§ **What you need to do**
In the entries that follow, identify the line containing "the gold damask" and return it together with all later lines, exactly as they appear.

····················

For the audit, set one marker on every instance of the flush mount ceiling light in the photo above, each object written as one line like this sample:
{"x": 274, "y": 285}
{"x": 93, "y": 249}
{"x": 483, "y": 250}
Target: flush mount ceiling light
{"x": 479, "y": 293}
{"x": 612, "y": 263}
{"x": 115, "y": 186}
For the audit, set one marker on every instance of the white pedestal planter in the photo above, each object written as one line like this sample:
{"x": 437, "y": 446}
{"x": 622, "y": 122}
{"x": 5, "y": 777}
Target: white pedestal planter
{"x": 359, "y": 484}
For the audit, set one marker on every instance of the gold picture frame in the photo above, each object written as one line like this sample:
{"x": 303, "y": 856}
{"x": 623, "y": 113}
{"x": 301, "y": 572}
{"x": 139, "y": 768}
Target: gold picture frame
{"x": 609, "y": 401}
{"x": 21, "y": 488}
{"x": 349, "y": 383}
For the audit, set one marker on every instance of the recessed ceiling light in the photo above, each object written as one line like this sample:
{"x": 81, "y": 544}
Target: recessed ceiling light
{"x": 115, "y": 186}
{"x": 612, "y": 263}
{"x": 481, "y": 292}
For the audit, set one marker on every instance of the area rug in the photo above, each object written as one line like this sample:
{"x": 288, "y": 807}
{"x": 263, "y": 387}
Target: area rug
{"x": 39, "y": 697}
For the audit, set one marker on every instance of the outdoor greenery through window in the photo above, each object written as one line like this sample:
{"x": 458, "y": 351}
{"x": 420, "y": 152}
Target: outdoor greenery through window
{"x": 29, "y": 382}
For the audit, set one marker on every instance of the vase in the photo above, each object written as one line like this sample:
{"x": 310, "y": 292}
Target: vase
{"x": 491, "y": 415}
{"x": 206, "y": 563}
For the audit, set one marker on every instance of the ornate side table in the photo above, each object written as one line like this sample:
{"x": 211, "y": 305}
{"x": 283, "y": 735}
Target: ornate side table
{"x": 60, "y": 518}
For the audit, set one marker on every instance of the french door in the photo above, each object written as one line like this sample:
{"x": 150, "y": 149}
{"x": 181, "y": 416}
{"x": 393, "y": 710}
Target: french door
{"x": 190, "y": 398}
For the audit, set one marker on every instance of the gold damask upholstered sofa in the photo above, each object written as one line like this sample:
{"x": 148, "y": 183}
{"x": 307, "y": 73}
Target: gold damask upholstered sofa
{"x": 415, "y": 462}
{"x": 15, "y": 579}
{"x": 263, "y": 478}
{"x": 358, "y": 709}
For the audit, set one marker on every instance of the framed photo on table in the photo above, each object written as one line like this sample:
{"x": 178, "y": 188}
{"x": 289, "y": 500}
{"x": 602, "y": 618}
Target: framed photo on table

····················

§ **Solution below**
For the audit, set one marker on every instance of the gold damask upholstered sofa in the photo above, each object written as one line like this sample:
{"x": 148, "y": 183}
{"x": 307, "y": 73}
Target: gold damask upholstered sofa
{"x": 415, "y": 462}
{"x": 15, "y": 579}
{"x": 263, "y": 478}
{"x": 358, "y": 709}
For the audit, set one marker on every instance of the framed photo on table in the photo above, each object written as one line like this sample:
{"x": 178, "y": 188}
{"x": 289, "y": 500}
{"x": 602, "y": 618}
Target: framed photo on table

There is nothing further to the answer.